Excerpted data —
"""
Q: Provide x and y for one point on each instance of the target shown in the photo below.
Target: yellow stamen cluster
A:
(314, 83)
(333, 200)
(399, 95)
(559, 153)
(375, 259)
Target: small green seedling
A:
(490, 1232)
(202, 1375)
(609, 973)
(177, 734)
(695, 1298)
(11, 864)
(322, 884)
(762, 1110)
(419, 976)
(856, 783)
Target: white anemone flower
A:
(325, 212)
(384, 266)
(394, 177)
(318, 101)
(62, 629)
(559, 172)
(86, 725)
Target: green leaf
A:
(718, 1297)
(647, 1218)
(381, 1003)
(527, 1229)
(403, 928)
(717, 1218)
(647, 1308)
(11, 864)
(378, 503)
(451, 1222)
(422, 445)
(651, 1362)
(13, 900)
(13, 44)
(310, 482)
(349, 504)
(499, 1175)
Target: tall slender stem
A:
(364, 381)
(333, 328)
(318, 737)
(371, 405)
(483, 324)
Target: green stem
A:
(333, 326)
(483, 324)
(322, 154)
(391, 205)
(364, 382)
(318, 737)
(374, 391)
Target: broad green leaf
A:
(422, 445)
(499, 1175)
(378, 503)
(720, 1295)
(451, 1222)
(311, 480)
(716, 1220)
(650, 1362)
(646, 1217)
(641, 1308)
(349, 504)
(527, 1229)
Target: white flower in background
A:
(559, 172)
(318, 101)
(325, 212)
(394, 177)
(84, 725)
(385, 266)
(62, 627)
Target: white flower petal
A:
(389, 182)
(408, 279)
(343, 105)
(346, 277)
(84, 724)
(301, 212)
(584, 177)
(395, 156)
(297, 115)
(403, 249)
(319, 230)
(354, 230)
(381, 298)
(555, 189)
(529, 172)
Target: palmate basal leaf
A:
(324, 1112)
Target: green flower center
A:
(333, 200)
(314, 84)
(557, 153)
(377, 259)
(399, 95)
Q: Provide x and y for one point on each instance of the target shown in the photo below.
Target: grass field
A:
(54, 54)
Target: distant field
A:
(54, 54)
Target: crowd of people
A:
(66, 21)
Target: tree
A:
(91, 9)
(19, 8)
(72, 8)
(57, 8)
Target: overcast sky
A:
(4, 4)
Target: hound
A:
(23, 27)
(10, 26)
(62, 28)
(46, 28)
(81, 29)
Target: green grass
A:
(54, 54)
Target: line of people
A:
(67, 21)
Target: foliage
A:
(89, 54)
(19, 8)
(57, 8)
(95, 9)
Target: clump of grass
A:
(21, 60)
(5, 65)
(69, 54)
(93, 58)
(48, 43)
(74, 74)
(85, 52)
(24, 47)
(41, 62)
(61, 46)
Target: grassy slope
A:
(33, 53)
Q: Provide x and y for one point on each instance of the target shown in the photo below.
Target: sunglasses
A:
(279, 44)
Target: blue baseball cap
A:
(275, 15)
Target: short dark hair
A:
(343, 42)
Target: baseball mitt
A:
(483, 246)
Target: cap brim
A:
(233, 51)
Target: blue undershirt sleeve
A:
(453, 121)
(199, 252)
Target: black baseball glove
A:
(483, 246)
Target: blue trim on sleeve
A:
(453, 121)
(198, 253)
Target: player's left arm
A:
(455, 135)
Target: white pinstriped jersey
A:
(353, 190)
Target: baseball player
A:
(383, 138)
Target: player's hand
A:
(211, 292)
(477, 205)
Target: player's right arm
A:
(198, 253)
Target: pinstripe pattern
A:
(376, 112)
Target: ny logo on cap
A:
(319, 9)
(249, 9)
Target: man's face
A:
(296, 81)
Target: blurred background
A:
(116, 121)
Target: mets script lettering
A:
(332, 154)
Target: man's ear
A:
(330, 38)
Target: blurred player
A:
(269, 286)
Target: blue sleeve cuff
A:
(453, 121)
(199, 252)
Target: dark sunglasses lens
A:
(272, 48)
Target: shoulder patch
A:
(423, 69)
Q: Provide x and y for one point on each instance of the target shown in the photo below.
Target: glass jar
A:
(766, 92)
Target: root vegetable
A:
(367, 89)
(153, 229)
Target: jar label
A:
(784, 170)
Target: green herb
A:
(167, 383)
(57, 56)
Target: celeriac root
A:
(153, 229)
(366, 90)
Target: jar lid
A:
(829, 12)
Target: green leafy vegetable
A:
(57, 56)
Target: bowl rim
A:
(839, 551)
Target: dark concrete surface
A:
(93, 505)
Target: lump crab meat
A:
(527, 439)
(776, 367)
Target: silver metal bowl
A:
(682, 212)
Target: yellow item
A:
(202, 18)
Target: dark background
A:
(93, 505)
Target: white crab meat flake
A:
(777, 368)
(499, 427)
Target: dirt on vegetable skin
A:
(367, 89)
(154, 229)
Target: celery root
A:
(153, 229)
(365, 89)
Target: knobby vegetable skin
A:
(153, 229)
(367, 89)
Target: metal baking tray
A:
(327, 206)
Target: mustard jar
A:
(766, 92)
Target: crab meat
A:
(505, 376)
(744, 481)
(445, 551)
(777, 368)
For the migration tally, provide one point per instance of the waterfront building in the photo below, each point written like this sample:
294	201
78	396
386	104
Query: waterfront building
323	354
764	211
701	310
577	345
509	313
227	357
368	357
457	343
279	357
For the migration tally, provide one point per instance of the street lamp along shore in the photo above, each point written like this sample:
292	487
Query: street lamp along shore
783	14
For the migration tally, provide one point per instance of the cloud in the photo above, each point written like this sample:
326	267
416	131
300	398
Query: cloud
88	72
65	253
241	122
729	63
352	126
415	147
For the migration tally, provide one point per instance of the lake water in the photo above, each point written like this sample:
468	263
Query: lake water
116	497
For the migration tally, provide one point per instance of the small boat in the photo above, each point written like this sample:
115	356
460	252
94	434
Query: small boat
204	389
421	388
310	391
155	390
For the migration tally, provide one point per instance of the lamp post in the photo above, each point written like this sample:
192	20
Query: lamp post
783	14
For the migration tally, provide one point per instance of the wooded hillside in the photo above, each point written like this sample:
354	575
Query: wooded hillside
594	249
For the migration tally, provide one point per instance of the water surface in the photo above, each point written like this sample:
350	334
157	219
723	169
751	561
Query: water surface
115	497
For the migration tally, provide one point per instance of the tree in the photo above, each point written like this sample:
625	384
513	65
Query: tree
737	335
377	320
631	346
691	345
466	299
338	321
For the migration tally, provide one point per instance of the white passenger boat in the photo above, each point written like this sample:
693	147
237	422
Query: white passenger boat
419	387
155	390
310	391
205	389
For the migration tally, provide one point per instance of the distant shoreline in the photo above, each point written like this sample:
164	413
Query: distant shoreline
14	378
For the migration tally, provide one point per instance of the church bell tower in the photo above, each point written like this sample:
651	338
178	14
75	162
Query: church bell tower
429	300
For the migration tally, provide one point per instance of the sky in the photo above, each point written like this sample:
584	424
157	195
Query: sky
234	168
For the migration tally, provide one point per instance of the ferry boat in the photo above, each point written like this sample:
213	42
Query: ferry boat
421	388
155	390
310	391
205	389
"""
A verbatim copy of every record is what you should return.

Expected answer —
Q: Provide x and y for one point on each instance of the target shown in the photo below.
Target: yellow stamen cluster
A:
(314, 83)
(333, 200)
(399, 95)
(559, 153)
(375, 259)
Target: small green seedling
A:
(490, 1232)
(202, 1375)
(609, 973)
(177, 734)
(695, 1298)
(11, 864)
(322, 884)
(762, 1110)
(419, 976)
(856, 783)
Target: white anemone flower
A:
(325, 212)
(384, 266)
(394, 177)
(318, 101)
(62, 629)
(559, 172)
(86, 725)
Target: green leaf
A:
(718, 1297)
(647, 1218)
(381, 1003)
(527, 1229)
(403, 928)
(717, 1218)
(647, 1308)
(11, 864)
(378, 503)
(451, 1222)
(422, 445)
(651, 1362)
(13, 900)
(13, 44)
(310, 482)
(349, 504)
(499, 1175)
Target: tall slender stem
A:
(364, 381)
(333, 328)
(318, 737)
(371, 405)
(483, 324)
Target: green stem
A:
(333, 326)
(483, 324)
(322, 154)
(391, 205)
(364, 382)
(318, 737)
(374, 391)
Target: broad green leaf
A:
(422, 445)
(499, 1175)
(378, 503)
(720, 1295)
(451, 1222)
(311, 480)
(716, 1220)
(650, 1362)
(646, 1217)
(641, 1308)
(349, 504)
(527, 1229)
Target: white flower in background
A:
(559, 172)
(318, 101)
(325, 212)
(394, 177)
(84, 725)
(385, 266)
(62, 627)
Target: white flower petal
A:
(389, 182)
(408, 279)
(343, 105)
(346, 277)
(84, 724)
(301, 212)
(584, 177)
(395, 156)
(297, 115)
(403, 249)
(319, 230)
(354, 230)
(381, 298)
(555, 189)
(529, 172)
Target: palmate basal leaf
A:
(324, 1112)
Target: green flower center
A:
(333, 200)
(314, 84)
(557, 153)
(377, 259)
(399, 95)
Q: Provide x and y for one point on each instance of the target shown in the photo below.
Target: grass field
A:
(54, 54)
Target: distant field
A:
(54, 54)
Target: crowd of people
A:
(66, 21)
Target: tree
A:
(91, 9)
(19, 8)
(72, 8)
(57, 8)
Target: overcast sky
A:
(4, 4)
Target: hound
A:
(23, 27)
(10, 26)
(62, 28)
(46, 28)
(81, 29)
Target: green grass
A:
(54, 54)
Target: line of people
A:
(67, 21)
Target: foliage
A:
(89, 54)
(19, 8)
(57, 8)
(95, 9)
Target: clump of grass
A:
(21, 60)
(5, 65)
(69, 54)
(93, 58)
(48, 43)
(74, 74)
(85, 52)
(24, 47)
(41, 62)
(61, 46)
Target: grassy slope
A:
(33, 53)
Q: Provide x and y for one point on each instance of the target shown in the photo below.
Target: sunglasses
A:
(279, 44)
Target: blue baseball cap
A:
(275, 15)
Target: short dark hair
A:
(343, 42)
Target: baseball mitt
A:
(483, 246)
Target: cap brim
A:
(233, 51)
Target: blue undershirt sleeve
A:
(453, 121)
(199, 252)
Target: black baseball glove
A:
(483, 246)
Target: blue trim on sleeve
A:
(453, 121)
(198, 253)
Target: player's left arm
A:
(455, 135)
Target: white pinstriped jersey
A:
(353, 190)
Target: baseball player
A:
(383, 138)
Target: player's hand
A:
(211, 292)
(477, 205)
Target: player's right arm
A:
(198, 253)
Target: pinstripe pattern
A:
(376, 112)
Target: ny logo on cap
A:
(319, 9)
(249, 9)
Target: man's face
A:
(296, 81)
Target: blurred background
A:
(116, 121)
Target: mets script lettering
A:
(332, 154)
Target: man's ear
A:
(330, 38)
Target: blurred player
A:
(269, 286)
Target: blue sleeve cuff
A:
(453, 121)
(199, 252)
Target: dark sunglasses lens
A:
(272, 48)
Target: shoulder patch
A:
(423, 69)
Q: Provide x and y for one point on each instance of the target shown in the photo below.
Target: glass jar
A:
(766, 92)
Target: root vegetable
A:
(367, 89)
(153, 229)
Target: jar label
A:
(784, 170)
Target: green herb
A:
(167, 383)
(57, 56)
Target: celeriac root
A:
(153, 229)
(366, 90)
Target: jar lid
A:
(829, 12)
Target: green leafy vegetable
A:
(57, 56)
Target: bowl rim
A:
(839, 551)
Target: dark concrete surface
A:
(93, 505)
Target: lump crab meat
A:
(527, 439)
(776, 367)
Target: silver metal bowl
A:
(682, 212)
Target: yellow item
A:
(202, 18)
Target: dark background
A:
(93, 505)
Target: white crab meat flake
A:
(777, 368)
(499, 427)
Target: dirt on vegetable skin
A:
(367, 89)
(154, 229)
Target: celery root
A:
(153, 229)
(365, 89)
Target: knobby vegetable skin
A:
(153, 229)
(367, 89)
Target: metal baking tray
A:
(327, 206)
Target: mustard jar
A:
(766, 92)
Target: crab meat
A:
(505, 376)
(744, 481)
(445, 551)
(777, 368)
For the migration tally, provide one point per instance of the waterfront building in the photo below, each point written like this sample:
294	201
78	396
386	104
Query: waterfront building
323	354
764	211
701	310
577	345
509	313
227	357
368	357
457	343
279	357
For the migration tally, provide one point per instance of the street lamp along shore in the photo above, each point written like this sample:
292	487
Query: street lamp along shore
783	14
For the migration tally, provide one point per instance of the cloud in the photo above, each point written like this sample:
326	267
416	131
300	398
Query: cloud
88	72
65	253
241	122
729	63
352	126
415	147
For the migration tally, provide one point per instance of the lake water in the photo above, each point written like this sample:
468	263
Query: lake water
116	497
For the migration tally, provide one point per instance of the small boat in the photo above, each point written like this sample:
115	356
460	252
94	434
Query: small boat
204	389
421	388
310	391
155	390
For the migration tally, provide one point per instance of the lamp post in the photo above, each point written like this sample:
192	20
Query: lamp post
783	14
For the migration tally, provide one point per instance of the wooded hillside in the photo above, each point written like this sample:
354	575
Query: wooded hillside
594	249
For the migration tally, provide one point per instance of the water surface in the photo above, each point written like this sample:
350	334
157	219
723	169
751	561
Query: water surface
115	497
For the migration tally, provide one point per instance of the tree in the photo above, each point written like this sample:
625	384
513	65
Query: tree
737	335
377	320
631	346
691	345
466	299
338	321
For the migration tally, provide one point per instance of the white passenger boat in the photo above, each point written like this sample:
693	147
237	422
Query: white passenger boat
419	387
155	390
310	391
205	389
For the migration tally, provide one point per instance of the distant shoreline in the photo above, each point written like this sample:
164	413
Query: distant shoreline
14	378
For the migration tally, provide one point per instance of the church bell tower in the photo above, each point written like this sample:
651	338
178	14
75	162
Query: church bell tower
429	300
For the migration tally, provide one point per instance of the sky in the photo above, each point written like this sample:
584	424
157	195
Query: sky
234	168
For the migration tally, provide one point per instance of the ferry boat in the photo above, each point written like this sample:
213	42
Query: ferry boat
421	388
155	390
310	391
205	389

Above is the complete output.